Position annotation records
--- START ---

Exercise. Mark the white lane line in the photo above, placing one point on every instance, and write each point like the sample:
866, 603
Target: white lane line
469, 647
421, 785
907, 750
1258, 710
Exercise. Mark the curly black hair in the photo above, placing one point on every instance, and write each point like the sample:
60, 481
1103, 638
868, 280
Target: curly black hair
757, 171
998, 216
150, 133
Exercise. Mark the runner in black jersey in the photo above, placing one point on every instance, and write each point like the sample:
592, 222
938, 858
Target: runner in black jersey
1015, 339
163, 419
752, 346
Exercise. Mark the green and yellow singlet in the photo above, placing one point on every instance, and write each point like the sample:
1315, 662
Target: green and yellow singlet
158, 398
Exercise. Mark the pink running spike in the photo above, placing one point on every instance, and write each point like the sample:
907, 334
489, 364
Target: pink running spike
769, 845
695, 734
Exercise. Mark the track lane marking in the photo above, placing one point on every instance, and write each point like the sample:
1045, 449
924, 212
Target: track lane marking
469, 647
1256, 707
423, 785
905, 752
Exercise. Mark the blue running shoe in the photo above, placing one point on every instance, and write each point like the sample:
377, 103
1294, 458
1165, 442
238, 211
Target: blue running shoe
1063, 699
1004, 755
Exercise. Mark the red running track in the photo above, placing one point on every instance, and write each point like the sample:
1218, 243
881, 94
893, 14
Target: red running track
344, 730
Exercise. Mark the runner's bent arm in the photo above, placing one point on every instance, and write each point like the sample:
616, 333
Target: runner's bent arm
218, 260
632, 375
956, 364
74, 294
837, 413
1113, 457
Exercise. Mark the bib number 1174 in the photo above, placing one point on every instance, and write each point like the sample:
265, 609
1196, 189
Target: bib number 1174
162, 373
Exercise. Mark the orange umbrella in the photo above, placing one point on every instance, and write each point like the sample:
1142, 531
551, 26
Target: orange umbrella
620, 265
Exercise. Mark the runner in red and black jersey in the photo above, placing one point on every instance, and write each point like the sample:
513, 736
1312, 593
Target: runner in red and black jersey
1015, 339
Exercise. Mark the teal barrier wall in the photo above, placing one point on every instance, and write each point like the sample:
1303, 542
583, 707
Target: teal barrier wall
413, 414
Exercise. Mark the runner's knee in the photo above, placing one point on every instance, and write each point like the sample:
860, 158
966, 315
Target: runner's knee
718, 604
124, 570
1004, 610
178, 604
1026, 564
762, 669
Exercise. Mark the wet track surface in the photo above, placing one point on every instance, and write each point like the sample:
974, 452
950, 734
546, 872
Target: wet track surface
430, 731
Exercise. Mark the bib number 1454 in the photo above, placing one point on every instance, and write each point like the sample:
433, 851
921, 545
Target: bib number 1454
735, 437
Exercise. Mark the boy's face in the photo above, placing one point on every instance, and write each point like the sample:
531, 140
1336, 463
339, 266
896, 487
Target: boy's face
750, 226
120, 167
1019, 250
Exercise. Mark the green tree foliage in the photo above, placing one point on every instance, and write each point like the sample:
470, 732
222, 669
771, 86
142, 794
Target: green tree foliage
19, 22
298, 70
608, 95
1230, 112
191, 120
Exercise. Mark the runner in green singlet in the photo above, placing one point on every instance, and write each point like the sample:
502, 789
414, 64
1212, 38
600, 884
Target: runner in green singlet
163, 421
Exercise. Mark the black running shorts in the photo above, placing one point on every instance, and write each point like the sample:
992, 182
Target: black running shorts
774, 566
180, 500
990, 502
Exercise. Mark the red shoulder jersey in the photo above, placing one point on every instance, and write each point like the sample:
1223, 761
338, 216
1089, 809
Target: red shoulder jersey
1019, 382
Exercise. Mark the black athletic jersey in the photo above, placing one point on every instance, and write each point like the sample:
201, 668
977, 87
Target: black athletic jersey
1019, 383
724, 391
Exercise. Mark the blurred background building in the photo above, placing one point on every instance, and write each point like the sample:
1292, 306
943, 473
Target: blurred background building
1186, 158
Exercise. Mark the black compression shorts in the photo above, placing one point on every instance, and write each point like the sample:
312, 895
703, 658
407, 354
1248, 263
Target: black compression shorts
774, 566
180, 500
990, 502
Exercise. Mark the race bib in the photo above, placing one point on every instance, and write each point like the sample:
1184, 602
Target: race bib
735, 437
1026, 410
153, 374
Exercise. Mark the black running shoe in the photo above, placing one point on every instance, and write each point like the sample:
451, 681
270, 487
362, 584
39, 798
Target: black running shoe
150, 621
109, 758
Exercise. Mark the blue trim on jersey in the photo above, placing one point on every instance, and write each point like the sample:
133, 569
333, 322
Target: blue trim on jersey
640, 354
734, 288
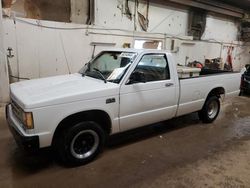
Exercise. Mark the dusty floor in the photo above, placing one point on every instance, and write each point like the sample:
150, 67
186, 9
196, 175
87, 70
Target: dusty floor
178, 153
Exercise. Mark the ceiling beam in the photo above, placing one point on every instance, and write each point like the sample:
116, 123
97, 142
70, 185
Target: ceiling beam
212, 6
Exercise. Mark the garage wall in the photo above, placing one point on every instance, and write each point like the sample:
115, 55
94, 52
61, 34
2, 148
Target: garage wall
4, 81
46, 50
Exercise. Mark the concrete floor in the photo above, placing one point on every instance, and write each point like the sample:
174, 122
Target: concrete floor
178, 153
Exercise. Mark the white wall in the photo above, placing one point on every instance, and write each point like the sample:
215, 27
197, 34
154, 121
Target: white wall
40, 52
4, 81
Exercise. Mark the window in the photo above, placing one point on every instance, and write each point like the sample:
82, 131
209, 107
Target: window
110, 66
148, 44
154, 67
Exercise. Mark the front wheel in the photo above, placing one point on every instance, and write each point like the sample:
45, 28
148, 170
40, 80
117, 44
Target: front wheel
210, 110
80, 143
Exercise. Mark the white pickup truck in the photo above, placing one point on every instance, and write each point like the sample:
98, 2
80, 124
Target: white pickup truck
116, 91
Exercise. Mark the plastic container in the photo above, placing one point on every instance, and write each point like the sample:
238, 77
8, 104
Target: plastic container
188, 72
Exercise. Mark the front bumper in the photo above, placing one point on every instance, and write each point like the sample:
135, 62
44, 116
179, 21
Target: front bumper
24, 141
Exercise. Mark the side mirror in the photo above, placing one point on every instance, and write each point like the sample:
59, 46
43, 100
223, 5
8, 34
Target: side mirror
137, 77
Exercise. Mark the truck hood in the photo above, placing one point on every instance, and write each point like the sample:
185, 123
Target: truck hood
60, 89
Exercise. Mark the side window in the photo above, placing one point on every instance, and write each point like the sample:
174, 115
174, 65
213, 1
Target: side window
154, 67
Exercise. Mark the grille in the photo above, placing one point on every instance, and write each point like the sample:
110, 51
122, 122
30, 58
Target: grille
16, 110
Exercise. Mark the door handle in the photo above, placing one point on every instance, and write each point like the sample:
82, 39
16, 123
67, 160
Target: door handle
169, 84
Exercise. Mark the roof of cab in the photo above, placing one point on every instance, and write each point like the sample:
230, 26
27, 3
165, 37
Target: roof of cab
136, 50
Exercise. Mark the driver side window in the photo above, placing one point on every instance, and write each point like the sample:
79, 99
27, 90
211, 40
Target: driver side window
154, 67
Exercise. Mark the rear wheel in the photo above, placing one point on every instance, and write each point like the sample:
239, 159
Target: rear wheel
210, 110
80, 143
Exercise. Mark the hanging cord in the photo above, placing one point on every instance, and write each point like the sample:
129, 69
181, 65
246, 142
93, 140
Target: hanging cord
67, 63
10, 72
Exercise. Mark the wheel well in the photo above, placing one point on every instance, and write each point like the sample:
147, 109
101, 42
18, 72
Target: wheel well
98, 116
216, 92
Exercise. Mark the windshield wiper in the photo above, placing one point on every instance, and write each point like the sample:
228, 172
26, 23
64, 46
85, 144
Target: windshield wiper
84, 72
100, 73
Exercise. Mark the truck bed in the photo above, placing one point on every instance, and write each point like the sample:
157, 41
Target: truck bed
194, 91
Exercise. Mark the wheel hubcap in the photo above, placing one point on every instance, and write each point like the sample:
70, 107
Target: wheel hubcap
84, 144
213, 109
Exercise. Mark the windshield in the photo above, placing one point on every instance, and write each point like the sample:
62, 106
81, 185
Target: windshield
109, 66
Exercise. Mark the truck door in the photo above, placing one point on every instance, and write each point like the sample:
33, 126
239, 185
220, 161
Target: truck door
149, 94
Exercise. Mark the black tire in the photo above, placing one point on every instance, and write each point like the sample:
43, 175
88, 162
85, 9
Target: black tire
80, 144
210, 110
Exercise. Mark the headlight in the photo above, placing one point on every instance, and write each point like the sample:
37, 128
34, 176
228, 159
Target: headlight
25, 117
28, 120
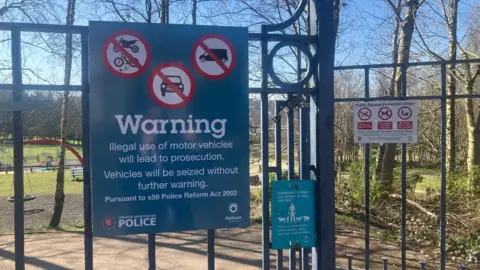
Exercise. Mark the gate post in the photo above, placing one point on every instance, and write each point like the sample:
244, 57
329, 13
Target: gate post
18, 152
322, 136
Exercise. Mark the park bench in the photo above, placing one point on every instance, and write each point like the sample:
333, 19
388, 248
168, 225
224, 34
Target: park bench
76, 172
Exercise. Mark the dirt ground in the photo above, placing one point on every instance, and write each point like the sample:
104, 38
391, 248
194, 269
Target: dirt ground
234, 249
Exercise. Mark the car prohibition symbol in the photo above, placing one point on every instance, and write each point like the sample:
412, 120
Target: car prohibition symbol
176, 80
220, 53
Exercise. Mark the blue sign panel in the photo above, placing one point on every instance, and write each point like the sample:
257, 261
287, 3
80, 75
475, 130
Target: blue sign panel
293, 214
169, 127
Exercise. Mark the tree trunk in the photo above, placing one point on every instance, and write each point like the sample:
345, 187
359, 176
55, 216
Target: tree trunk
386, 176
379, 160
396, 30
451, 86
59, 191
471, 130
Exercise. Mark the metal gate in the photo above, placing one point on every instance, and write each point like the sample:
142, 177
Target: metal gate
316, 132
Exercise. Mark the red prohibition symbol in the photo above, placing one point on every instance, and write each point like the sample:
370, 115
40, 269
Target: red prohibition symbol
404, 113
214, 57
171, 85
126, 54
385, 113
364, 114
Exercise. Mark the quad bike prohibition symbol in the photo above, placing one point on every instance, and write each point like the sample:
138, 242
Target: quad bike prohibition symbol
126, 54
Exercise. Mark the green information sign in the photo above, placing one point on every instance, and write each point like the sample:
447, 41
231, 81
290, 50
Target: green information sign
293, 214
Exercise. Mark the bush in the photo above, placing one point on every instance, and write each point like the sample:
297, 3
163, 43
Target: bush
353, 189
466, 249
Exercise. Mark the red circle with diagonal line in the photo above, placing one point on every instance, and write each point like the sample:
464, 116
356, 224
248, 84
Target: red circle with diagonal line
213, 56
126, 54
171, 85
404, 113
364, 114
385, 113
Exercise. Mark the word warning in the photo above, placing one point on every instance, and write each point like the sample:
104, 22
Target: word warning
385, 122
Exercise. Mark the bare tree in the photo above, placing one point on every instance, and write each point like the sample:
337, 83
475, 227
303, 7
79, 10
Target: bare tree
59, 191
405, 41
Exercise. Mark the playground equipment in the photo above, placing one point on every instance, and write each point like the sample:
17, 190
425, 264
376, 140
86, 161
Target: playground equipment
46, 161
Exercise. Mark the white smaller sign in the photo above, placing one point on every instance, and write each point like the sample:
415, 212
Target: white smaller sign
385, 122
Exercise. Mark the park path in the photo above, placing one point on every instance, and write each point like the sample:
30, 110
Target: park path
235, 249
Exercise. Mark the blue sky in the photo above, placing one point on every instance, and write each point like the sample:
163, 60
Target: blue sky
365, 31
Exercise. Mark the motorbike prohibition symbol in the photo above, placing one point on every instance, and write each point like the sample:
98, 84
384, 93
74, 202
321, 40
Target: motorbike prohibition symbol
122, 60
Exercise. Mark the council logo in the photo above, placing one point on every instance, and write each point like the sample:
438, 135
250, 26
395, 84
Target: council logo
109, 222
233, 208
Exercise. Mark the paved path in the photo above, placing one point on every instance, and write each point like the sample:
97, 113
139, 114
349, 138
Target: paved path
235, 249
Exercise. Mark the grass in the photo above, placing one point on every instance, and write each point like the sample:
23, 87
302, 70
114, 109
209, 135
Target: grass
34, 150
41, 182
431, 179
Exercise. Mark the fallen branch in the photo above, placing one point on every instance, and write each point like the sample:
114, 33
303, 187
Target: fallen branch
416, 205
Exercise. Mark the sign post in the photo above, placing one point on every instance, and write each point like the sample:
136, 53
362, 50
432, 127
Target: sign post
169, 132
293, 214
385, 122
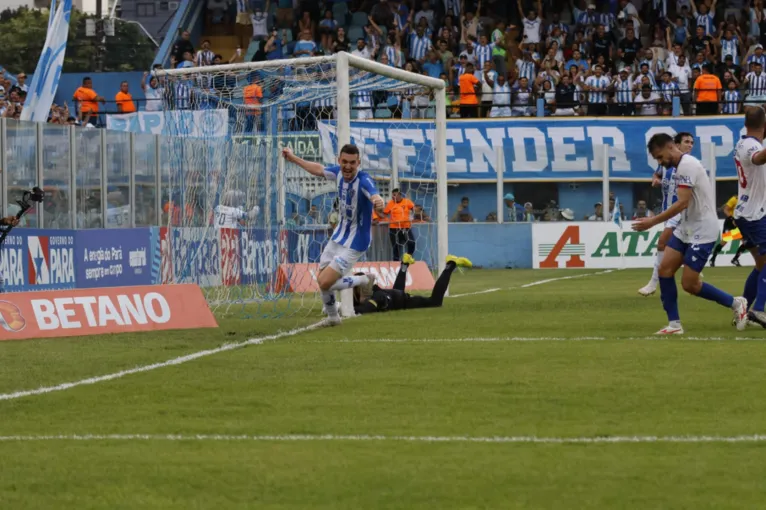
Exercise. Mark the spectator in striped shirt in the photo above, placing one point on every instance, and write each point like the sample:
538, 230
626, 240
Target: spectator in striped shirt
757, 56
623, 93
755, 81
704, 16
669, 89
597, 86
732, 99
526, 67
647, 101
204, 56
483, 51
420, 44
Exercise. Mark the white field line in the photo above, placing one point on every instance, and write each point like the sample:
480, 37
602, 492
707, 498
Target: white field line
549, 280
228, 347
755, 438
147, 368
656, 338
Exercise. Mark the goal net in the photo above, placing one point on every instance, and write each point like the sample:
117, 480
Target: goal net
247, 226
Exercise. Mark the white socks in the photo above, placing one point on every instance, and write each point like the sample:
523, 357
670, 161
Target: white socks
328, 298
657, 262
348, 282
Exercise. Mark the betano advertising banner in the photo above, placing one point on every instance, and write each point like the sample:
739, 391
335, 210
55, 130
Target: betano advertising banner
560, 149
602, 245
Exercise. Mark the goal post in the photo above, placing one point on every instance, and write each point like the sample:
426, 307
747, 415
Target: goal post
292, 101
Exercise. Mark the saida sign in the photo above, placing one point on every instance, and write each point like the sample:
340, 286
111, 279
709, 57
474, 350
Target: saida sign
602, 245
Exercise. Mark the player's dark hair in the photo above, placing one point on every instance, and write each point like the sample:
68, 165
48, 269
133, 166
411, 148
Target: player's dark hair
659, 140
755, 117
351, 150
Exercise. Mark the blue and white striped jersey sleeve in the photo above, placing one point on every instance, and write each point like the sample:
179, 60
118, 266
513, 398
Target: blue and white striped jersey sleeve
331, 172
367, 186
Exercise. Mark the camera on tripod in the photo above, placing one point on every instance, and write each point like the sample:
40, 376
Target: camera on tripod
27, 197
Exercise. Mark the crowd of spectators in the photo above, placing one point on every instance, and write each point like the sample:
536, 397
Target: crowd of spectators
625, 57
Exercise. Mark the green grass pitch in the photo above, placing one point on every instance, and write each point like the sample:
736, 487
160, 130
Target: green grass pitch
566, 359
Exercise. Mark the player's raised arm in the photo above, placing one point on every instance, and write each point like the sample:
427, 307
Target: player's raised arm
316, 169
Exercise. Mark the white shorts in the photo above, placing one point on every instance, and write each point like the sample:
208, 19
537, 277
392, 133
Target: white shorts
340, 258
673, 222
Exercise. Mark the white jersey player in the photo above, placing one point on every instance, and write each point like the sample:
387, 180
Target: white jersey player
692, 240
664, 177
357, 196
750, 212
229, 216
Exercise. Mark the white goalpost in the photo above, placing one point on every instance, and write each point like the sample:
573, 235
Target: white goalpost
227, 126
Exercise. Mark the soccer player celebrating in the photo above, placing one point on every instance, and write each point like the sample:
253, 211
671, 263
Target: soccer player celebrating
728, 226
750, 212
692, 240
664, 177
357, 196
229, 215
384, 300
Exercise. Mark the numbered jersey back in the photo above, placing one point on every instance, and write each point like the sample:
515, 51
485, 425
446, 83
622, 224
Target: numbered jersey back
228, 217
751, 195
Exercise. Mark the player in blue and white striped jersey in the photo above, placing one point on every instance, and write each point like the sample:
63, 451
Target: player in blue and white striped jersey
663, 178
597, 86
357, 196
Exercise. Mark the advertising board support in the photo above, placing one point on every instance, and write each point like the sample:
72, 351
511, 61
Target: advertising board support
712, 172
605, 182
3, 163
73, 177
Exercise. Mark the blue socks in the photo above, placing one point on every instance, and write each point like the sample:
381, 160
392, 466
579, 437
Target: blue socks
760, 298
715, 294
669, 297
751, 287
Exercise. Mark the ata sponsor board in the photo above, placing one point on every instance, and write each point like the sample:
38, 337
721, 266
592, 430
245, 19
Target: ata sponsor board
79, 312
113, 257
598, 244
303, 277
536, 149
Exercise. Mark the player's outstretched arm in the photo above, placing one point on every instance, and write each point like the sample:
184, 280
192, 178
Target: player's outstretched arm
316, 169
684, 197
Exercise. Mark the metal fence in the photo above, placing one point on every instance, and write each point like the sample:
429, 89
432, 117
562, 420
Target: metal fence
91, 177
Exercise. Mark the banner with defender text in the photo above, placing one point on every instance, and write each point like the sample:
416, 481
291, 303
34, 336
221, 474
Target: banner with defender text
602, 245
560, 149
80, 312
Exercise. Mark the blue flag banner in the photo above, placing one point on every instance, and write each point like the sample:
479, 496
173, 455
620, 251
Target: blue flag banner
48, 72
560, 149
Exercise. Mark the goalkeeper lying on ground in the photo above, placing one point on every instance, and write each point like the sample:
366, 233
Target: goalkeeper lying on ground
370, 299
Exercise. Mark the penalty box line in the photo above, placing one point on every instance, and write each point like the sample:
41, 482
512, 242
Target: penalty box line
535, 283
154, 366
754, 438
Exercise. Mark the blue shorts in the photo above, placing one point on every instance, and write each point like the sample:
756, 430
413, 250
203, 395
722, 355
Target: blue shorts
695, 255
754, 232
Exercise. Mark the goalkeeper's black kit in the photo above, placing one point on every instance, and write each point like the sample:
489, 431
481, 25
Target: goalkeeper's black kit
384, 300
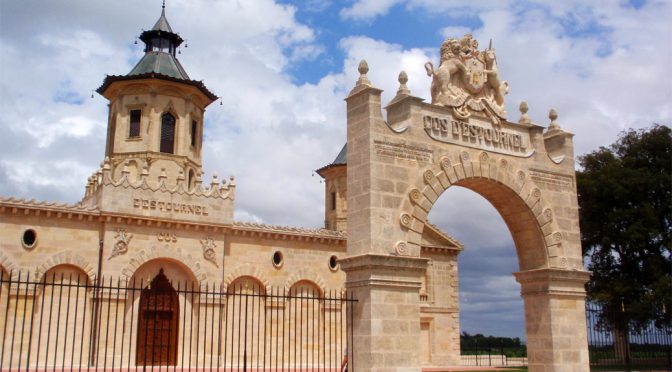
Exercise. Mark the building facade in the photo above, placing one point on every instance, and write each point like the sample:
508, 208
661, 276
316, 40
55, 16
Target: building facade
148, 220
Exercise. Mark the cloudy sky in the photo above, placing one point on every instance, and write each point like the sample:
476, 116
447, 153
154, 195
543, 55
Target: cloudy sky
283, 68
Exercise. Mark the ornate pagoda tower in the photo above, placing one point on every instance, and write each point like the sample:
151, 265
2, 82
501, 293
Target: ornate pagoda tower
153, 163
156, 111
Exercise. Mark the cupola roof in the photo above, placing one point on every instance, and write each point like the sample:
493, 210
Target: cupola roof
159, 60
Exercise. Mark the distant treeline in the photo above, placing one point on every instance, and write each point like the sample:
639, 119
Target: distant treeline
468, 341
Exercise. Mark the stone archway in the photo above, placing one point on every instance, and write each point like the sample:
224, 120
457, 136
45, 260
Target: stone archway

--- END ---

From the line holding "Exercise. Mark the ornate" to the last line of the records, quote each line exactly and add nothing.

Task solution
Exercise. Mark the ornate pagoda tower in the photo above, placing one point on every instance, and write each point like the sample:
151, 265
2, 82
501, 293
Target: ornate pagoda tower
153, 163
156, 111
Exercise. Mark the cupola roof in the photo above, placing one point on every instance, and write each point like the sample:
493, 210
Target: cupola roof
159, 60
Exercise. Mark the distant treeline in the photo above, placing one point on every instance, and write each point like the sample:
639, 119
Target: distant treeline
468, 341
Exercise. Mark the stone archway in the photo above, placing one point on every instance, and write each point like the sample:
224, 120
457, 136
45, 260
Target: stone archway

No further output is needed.